> _WHAT YOU ARE ASKED TO DO_
All of the records should be restated word for word.

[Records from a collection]
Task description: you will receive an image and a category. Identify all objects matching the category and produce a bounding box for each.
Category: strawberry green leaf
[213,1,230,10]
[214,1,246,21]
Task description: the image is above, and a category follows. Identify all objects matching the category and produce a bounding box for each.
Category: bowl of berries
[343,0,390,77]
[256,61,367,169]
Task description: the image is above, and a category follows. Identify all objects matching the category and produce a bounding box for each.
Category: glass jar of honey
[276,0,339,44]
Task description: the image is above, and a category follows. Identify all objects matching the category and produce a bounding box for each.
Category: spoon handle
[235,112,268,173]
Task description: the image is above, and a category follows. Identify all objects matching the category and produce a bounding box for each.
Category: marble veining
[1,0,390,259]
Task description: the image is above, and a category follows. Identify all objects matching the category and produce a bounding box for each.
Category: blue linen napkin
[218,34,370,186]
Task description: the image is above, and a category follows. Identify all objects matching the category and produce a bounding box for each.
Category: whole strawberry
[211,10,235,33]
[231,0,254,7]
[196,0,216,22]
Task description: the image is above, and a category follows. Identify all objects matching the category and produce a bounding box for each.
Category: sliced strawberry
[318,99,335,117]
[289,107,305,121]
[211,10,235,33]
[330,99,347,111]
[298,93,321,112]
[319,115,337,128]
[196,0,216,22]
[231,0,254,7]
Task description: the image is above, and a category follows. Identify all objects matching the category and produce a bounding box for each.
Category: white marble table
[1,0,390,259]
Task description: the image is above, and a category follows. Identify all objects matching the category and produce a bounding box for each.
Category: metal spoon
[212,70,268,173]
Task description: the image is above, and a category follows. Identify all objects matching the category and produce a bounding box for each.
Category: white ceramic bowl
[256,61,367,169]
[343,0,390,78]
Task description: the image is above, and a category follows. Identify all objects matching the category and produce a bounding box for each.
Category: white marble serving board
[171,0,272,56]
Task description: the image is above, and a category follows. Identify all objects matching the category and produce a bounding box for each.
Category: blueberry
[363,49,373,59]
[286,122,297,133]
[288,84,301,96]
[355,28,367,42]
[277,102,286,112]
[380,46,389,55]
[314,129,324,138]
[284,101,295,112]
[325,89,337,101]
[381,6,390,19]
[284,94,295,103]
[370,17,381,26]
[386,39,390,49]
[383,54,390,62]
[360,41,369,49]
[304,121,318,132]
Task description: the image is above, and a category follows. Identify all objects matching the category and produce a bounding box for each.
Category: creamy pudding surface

> _REPLY TO THE TASK_
Task description: you will receive an image and a category. Identify all objects matching the category and produce a bounding box for each.
Category: strawberry green leaf
[213,1,230,10]
[214,1,246,21]
Task description: the image is above, and a category follows. Identify all objects matching the category and produce a bounding box for each.
Category: bowl of berries
[343,0,390,77]
[256,61,367,169]
Task description: the image is above, and a category follows. Identify all objects matching the category and produce a bounding box for each.
Category: glass jar of honey
[276,0,339,44]
Task description: the image is above, and a category follows. Identify all objects matching the category and produce a bounding box for each.
Category: spoon handle
[235,112,268,173]
Task description: the image is above, and a category follows. Identify all objects matching the category and produce a bounding box for each.
Category: marble veining
[1,0,390,259]
Task description: the image is above, and a category follows. Identify all objects matching the category and produce a bounding box for each.
Category: blue linen napkin
[218,34,370,186]
Task description: the image is above, and a category follows. Identify all objects matching the category and produce a bounding box for each.
Category: whole strawberry
[211,10,235,33]
[231,0,254,7]
[196,0,216,22]
Task description: the image is above, and a category follows. Identify all objects matching the category and produce a bounding box for each.
Category: sliced strawberry
[318,99,335,117]
[289,107,305,121]
[211,10,235,33]
[330,99,347,111]
[298,93,321,112]
[319,115,337,128]
[196,0,216,22]
[231,0,254,7]
Task description: the image is above, and a category follows. Identify all objects matching the category and produce a bounding box for each.
Category: white marble table
[1,0,390,259]
Task description: the image is above, and a category follows. Identify all objects matching the category and produce a bounding box for each.
Category: metal spoon
[212,70,268,173]
Task description: the image is above, and a category follows. Identify all objects matching the category and produce a bounding box for each.
Category: white ceramic bowl
[256,61,367,169]
[343,0,390,78]
Task description: the image is above, and a category follows. Identify all objects matching the category and produce a bounding box for each.
Category: white marble serving board
[171,0,272,56]
Task description: the image is above, and a category follows. Identify all objects matching the category and produce a bounding box for each.
Category: blueberry
[363,49,373,59]
[286,122,297,133]
[288,84,301,96]
[355,28,367,42]
[277,102,286,112]
[380,46,389,55]
[314,129,324,138]
[284,101,295,112]
[325,89,337,101]
[381,6,390,19]
[284,94,295,103]
[370,17,381,26]
[386,39,390,49]
[383,54,390,62]
[360,41,369,49]
[304,121,318,132]
Task description: the image is above, and a category follows. Identify all objects matching the category and produce a bounding box for each.
Category: creamy pudding surface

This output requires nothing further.